---- Input data
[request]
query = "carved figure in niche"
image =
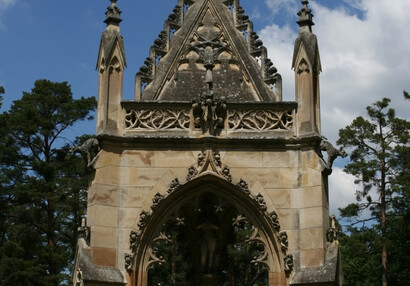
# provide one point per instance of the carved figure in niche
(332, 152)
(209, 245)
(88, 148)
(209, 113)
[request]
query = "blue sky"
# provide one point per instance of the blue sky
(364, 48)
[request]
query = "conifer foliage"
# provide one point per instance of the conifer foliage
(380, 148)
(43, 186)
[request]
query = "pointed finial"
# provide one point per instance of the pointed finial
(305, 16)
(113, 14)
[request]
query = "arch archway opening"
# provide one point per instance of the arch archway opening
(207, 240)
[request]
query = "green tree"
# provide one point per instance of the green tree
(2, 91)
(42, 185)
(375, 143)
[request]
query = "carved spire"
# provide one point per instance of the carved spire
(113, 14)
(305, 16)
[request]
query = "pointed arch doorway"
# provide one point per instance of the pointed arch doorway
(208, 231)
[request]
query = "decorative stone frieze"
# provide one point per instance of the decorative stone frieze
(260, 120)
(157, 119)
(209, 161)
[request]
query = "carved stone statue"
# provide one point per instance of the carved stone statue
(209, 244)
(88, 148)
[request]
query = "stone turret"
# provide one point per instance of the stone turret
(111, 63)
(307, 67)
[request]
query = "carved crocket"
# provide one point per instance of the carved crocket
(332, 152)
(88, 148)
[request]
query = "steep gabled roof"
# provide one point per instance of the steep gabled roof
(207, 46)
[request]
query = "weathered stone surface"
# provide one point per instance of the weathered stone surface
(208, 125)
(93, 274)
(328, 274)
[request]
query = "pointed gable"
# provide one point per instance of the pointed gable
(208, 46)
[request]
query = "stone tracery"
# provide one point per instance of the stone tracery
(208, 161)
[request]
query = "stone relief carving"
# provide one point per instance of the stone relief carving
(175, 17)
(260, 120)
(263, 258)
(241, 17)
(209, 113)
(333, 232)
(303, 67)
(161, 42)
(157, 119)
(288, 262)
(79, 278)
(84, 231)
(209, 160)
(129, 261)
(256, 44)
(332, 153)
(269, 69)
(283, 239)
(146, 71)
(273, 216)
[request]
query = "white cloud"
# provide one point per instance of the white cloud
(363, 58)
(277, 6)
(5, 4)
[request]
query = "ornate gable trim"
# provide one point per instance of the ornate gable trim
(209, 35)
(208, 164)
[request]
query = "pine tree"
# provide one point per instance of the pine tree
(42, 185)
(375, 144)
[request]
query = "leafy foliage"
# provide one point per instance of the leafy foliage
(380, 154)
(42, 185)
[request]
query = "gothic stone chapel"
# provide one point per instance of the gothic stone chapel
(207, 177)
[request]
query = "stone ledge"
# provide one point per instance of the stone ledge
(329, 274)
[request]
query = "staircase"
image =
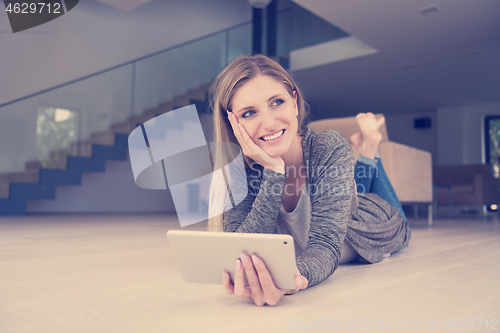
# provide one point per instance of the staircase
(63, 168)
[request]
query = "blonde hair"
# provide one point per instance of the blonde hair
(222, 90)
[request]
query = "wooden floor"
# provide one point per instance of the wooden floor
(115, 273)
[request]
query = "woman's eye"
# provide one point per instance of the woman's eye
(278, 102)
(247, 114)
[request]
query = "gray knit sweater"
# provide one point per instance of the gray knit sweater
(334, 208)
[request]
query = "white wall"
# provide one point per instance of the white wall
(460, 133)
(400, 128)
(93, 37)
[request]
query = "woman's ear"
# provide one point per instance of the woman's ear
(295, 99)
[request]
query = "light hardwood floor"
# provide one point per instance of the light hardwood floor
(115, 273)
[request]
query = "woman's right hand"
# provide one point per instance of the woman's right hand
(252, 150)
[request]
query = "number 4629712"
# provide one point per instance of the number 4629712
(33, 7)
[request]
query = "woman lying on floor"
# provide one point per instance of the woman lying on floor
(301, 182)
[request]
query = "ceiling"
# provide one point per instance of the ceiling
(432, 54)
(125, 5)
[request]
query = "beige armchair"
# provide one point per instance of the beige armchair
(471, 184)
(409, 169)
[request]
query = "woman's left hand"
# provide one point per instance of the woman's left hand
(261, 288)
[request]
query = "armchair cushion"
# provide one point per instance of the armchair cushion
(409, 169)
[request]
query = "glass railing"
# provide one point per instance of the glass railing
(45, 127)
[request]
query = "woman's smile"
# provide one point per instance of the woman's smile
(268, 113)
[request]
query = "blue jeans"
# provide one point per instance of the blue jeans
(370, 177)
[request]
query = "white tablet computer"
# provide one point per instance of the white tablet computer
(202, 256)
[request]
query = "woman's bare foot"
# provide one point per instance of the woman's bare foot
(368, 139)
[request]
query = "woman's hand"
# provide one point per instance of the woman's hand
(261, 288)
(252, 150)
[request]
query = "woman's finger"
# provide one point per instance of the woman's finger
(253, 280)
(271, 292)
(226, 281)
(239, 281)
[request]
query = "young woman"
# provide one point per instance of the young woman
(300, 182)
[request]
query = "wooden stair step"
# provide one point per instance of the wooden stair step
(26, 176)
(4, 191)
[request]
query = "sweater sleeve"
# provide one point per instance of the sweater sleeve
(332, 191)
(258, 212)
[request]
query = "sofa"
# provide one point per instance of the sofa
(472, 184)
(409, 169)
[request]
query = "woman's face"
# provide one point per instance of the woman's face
--------
**Problem:** Which lines in the listing above contain the string "finger"? Identify each one by copying it in full, treating uppercase and lowercase as different.

**Complete response:**
query = "woman's finger"
# provide one point per instance of the woman's finger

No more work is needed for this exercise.